Reproduce the data below, swapping every occurrence of "instance" for "occurrence" and leaving everything else untouched.

=== Material shown ===

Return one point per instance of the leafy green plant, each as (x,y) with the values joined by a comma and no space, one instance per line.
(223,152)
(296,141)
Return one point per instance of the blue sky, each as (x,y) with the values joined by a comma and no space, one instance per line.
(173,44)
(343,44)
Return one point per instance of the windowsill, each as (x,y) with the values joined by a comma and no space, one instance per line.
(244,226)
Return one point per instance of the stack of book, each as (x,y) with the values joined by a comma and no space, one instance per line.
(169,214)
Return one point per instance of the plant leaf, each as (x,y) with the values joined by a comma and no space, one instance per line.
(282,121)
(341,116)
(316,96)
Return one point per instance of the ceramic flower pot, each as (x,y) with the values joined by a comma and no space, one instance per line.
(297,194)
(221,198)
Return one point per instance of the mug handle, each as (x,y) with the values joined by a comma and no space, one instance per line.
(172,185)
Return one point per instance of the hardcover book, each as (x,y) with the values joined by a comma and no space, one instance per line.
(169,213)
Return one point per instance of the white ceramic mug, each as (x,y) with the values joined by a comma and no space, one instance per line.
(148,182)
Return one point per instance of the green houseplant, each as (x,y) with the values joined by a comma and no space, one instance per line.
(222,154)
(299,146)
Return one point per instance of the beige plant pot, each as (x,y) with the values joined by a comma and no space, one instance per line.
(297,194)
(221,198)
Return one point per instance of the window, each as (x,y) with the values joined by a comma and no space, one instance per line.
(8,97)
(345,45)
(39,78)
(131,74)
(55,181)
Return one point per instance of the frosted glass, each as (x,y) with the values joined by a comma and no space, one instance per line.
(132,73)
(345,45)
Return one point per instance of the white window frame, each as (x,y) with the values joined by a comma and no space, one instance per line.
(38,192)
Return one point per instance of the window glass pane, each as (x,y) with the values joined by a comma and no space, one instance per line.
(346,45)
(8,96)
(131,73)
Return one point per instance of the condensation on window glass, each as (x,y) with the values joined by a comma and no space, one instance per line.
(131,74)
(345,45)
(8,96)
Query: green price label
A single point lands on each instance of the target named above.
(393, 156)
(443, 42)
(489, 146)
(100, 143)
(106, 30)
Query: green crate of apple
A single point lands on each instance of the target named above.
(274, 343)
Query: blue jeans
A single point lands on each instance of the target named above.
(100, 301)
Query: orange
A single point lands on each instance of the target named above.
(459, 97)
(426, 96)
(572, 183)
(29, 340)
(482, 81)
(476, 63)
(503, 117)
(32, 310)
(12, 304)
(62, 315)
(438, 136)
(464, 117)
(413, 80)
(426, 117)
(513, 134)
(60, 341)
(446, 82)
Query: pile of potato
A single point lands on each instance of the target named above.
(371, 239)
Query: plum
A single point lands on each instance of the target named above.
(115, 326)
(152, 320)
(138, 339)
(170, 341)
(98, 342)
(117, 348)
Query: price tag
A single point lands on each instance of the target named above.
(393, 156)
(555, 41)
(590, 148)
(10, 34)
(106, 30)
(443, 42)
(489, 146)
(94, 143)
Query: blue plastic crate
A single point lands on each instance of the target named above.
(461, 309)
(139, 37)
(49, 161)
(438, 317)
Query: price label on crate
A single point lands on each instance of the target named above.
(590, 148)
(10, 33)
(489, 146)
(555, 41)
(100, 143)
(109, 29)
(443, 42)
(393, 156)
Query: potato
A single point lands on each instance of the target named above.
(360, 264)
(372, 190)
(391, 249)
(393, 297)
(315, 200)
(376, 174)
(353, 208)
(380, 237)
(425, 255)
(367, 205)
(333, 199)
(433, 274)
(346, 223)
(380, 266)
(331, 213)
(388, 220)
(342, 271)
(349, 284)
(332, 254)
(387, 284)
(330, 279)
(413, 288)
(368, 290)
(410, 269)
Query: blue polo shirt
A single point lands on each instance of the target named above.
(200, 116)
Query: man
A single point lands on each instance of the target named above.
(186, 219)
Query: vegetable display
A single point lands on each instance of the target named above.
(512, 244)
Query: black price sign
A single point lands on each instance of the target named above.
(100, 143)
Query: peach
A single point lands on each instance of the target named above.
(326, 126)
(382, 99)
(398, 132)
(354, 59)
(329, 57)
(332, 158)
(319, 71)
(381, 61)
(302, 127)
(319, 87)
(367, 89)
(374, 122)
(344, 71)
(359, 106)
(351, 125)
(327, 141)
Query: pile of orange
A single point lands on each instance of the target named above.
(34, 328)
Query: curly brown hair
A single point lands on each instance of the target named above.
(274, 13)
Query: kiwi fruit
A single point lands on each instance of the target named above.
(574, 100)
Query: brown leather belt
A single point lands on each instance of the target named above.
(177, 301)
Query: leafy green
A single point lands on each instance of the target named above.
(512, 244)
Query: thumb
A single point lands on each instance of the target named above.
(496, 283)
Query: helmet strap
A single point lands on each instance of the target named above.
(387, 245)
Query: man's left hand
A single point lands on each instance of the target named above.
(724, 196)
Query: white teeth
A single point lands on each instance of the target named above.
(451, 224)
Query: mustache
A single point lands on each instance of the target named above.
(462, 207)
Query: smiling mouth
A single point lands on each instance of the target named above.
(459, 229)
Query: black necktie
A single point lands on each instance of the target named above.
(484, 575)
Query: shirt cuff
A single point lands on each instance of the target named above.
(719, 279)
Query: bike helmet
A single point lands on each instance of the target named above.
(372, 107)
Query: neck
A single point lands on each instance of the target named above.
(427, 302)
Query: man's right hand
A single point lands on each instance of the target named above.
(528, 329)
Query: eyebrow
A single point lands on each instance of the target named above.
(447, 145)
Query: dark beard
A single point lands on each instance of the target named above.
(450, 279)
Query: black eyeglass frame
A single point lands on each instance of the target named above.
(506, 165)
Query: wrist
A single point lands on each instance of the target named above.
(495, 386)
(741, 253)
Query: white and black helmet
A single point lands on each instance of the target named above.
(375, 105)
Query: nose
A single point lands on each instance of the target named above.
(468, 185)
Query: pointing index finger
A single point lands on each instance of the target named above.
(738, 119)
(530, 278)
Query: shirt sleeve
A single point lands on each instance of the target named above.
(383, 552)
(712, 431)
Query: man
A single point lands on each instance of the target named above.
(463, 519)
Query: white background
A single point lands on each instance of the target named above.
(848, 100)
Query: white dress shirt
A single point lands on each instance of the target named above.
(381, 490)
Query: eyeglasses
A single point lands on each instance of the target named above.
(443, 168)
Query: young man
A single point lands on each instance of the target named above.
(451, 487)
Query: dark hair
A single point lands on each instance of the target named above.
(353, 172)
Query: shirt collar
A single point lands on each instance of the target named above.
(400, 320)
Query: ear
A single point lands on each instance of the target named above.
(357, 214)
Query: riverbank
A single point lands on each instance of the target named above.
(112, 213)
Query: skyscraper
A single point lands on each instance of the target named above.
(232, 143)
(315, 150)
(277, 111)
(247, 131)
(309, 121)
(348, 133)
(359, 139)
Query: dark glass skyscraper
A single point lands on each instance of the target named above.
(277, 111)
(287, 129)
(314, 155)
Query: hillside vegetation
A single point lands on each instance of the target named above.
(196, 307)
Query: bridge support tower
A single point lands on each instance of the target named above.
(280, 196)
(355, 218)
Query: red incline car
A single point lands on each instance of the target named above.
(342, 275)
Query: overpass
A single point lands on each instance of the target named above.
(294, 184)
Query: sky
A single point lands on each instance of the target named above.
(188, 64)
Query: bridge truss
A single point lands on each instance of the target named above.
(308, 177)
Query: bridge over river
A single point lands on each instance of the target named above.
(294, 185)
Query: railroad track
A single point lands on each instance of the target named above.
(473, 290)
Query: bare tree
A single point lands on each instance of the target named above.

===

__Complete answer__
Return one point per occurrence of the leafy green plant, each as (x,y) with the values joined by a comma and no space, one occurrence per line.
(223,152)
(296,141)
Return one point per occurrence of the blue sky, each as (x,y) with the values joined by a comma and no space, one occurrence per line.
(173,44)
(343,44)
Return one point per occurrence of the windowsill, each as (x,y) with the values joined by a comma and no space, one occurrence per line.
(244,226)
Return one point per occurrence of the stack of book, each as (x,y) with the values joined by a comma and no space, one occurrence per line.
(169,214)
Return one point per occurrence of the plant leaf, each as (x,y) with the values joined by a comma and no space, one occurrence per line.
(282,121)
(341,116)
(316,96)
Return one point per occurrence of the ceramic flower pot, each as (x,y) with the values joined by a comma and no space, one occurrence per line.
(297,194)
(221,198)
Return one point per occurrence of the mug handle, each as (x,y) with the values joined by a comma and no space, one occurrence per line.
(172,185)
Return one point per occurrence of the hardcover book, each as (x,y) with the values joined by a comma and no space, one occurrence per line.
(169,213)
Return one point per occurrence of the white ceramic mug, each as (x,y) with the values joined by a comma and no space, one occurrence per line.
(148,182)
Return one point per occurrence of the green houseplant, each as (x,y) with the values joined by a comma and no space, one occurrence per line.
(222,154)
(299,146)
Return one point per occurrence of the beige plant pot, each as (x,y) with the values joined by a comma and no space, one occurrence per line.
(297,194)
(221,198)
Return one point per occurrence of the window, each as (x,y) with the values joined by a comma and no space, one occurrence per line.
(8,97)
(345,45)
(39,78)
(131,74)
(55,181)
Return one point per occurrence of the frosted glass, each as (x,y) with the values joined by a comma and no space, one occurrence per line.
(132,73)
(345,45)
Return one point per occurrence of the white window frame, each as (x,y) with the values joined by a comma and no space, one occurrence per line.
(38,192)
Return one point per occurrence of the window glass pane, each as (x,y) with the values joined by a comma and no space, one occurrence per line.
(346,45)
(8,96)
(131,73)
Return one point per occurrence of the condensation on window glass, each as (x,y) with the values joined by a comma and no space, one occurrence per line.
(131,74)
(345,45)
(8,96)
Query: green price label
A single point lands on each occurrence of the target named above.
(393, 156)
(443, 42)
(489, 146)
(100, 143)
(106, 30)
Query: green crate of apple
A single point lands on each occurrence of the target named above.
(274, 343)
Query: blue jeans
A single point lands on each occurrence of the target named above.
(100, 301)
Query: orange
A single point lands on each occurrence of the target named above.
(459, 97)
(426, 96)
(572, 183)
(29, 340)
(482, 81)
(476, 63)
(503, 117)
(32, 310)
(12, 304)
(62, 315)
(438, 136)
(464, 117)
(413, 80)
(426, 117)
(513, 134)
(60, 341)
(446, 82)
Query: pile of potato
A single point lands on each occurrence of the target named above.
(371, 239)
Query: plum
A single point lands on each occurrence of the target named above.
(115, 326)
(152, 320)
(138, 339)
(170, 341)
(98, 342)
(117, 348)
Query: price tag
A single point lands on each occurrence of the target named above.
(393, 156)
(555, 41)
(590, 148)
(10, 34)
(106, 30)
(443, 42)
(489, 146)
(94, 143)
Query: blue plastic crate
A single point lands on each occurrence of the target named above.
(461, 309)
(139, 37)
(49, 161)
(438, 317)
Query: price label on crate
A single point lands on each occurrence of the target named above.
(590, 148)
(10, 33)
(489, 146)
(555, 41)
(100, 143)
(109, 29)
(443, 42)
(393, 156)
Query: potato
A single point lands on each occurrence of the target named above.
(360, 264)
(372, 190)
(391, 249)
(393, 297)
(315, 200)
(376, 174)
(353, 208)
(380, 237)
(425, 255)
(367, 205)
(333, 199)
(433, 274)
(346, 223)
(380, 266)
(331, 213)
(388, 220)
(342, 271)
(349, 284)
(332, 254)
(387, 284)
(330, 279)
(413, 288)
(368, 290)
(410, 269)
Query: blue polo shirt
A single point lands on each occurrence of the target named above.
(200, 116)
Query: man
A single point lands on each occurrence of the target named above.
(186, 219)
Query: vegetable display
A single point lands on each occurrence of the target named above.
(512, 244)
Query: black price sign
A single point lands on each occurrence of the target named above.
(100, 143)
Query: peach
A single point lands on each occurrence of the target named above.
(326, 126)
(382, 99)
(398, 132)
(354, 59)
(329, 57)
(332, 158)
(319, 71)
(381, 61)
(302, 127)
(319, 87)
(367, 89)
(374, 122)
(344, 71)
(359, 106)
(351, 125)
(327, 141)
Query: pile of orange
A single point lands on each occurrence of the target named above.
(34, 328)
Query: curly brown hair
A single point lands on each occurrence of the target named above.
(274, 13)
Query: kiwi fruit
A single point lands on each occurrence of the target named above.
(574, 100)
Query: brown leather belt
A single point lands on each occurrence of the target named above.
(177, 301)
Query: leafy green
A single point lands on each occurrence of the target named above.
(512, 244)
Query: thumb
A single point lands on each occurrence of the target named above.
(496, 283)
Query: helmet strap
A single point lands on each occurrence of the target named above.
(387, 245)
Query: man's left hand
A single point lands on each occurrence of the target named above.
(724, 196)
Query: white teeth
A single point lands on each occurrence of the target named above.
(451, 224)
Query: mustache
A single point lands on each occurrence of the target named above.
(462, 207)
Query: smiling mouth
A single point lands on each occurrence of the target named above.
(459, 229)
Query: black necktie
A single point lands on each occurrence of the target named above.
(484, 575)
Query: shirt cuff
A single point lands on each occurrence of the target named above.
(719, 279)
Query: bike helmet
A single point lands on each occurrence of the target named above.
(372, 107)
Query: neck
A single point lands on each occurrence of the target named above.
(427, 302)
Query: man's right hand
A single point lands on each occurrence of the target named above.
(528, 329)
Query: eyebrow
A single point lands on each occurrence of the target named above.
(447, 145)
Query: dark beard
A single point lands on each occurrence of the target named above.
(450, 279)
Query: black eyeglass frame
A single point lands on each occurrence of the target named above.
(506, 165)
Query: wrist
A single point lands on each occurrence of the target named above.
(495, 386)
(741, 253)
Query: white and black helmet
A single point lands on each occurrence of the target named above.
(375, 105)
Query: nose
A single point lands on each occurrence of the target named above.
(468, 185)
Query: pointing index finger
A single point lands on each occurrence of the target named above.
(738, 119)
(530, 278)
Query: shirt sleeve
A single point lands on each occurrence of the target named above.
(383, 552)
(712, 431)
Query: man
A single point lands on each occurrence of the target named above.
(463, 519)
Query: white background
A single point lands on each occurrence of the target named above.
(848, 100)
Query: white dress shirt
A single point lands on each occurrence of the target named above.
(381, 490)
Query: eyeglasses
A single point lands on each occurrence of the target named above.
(443, 168)
Query: young man
A single point lands on each occurrence of the target named above.
(451, 487)
Query: dark hair
A single point lands on each occurrence of the target named above.
(353, 172)
Query: shirt collar
A single point lands on each occurrence of the target named above.
(400, 320)
Query: ear
A single point lands on each occurrence of the target named above.
(357, 214)
Query: riverbank
A single point lands on each occurrence of the target named above.
(112, 213)
Query: skyscraper
A single point lands on each occurrence of the target named above.
(232, 143)
(315, 150)
(277, 111)
(247, 131)
(309, 121)
(348, 133)
(359, 139)
Query: dark glass skyscraper
A single point lands on each occurrence of the target named above.
(277, 111)
(287, 129)
(314, 155)
Query: hillside vegetation
A single point lands on each occurrence of the target named above.
(196, 307)
Query: bridge support tower
A single point lands on each occurrence of the target named above.
(280, 196)
(355, 218)
Query: red incline car
A single point lands on each occurrence of the target named above.
(342, 275)
Query: overpass
A single point lands on each occurrence of the target named above.
(294, 184)
Query: sky
A single point lands on each occurrence of the target named above.
(188, 64)
Query: bridge truss
A single point lands on each occurrence of the target named above.
(308, 177)
Query: bridge over river
A single point lands on each occurrence of the target named above.
(294, 185)
Query: railroad track
A single point lands on each occurrence of the target named above.
(473, 290)
Query: bare tree
A single point lands on each occurrence of the target named above.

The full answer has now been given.